[Natural language region descriptions]

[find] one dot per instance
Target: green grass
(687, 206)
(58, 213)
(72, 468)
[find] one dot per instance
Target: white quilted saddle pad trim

# [DIRECTIONS FOR THIS TASK]
Each line from the one containing "Target: green grass" to the final line above should be written out exactly; please omit the others.

# [EXERCISE OUTPUT]
Target: green grass
(687, 206)
(58, 213)
(72, 468)
[find] one dot per instance
Target: white quilted saddle pad trim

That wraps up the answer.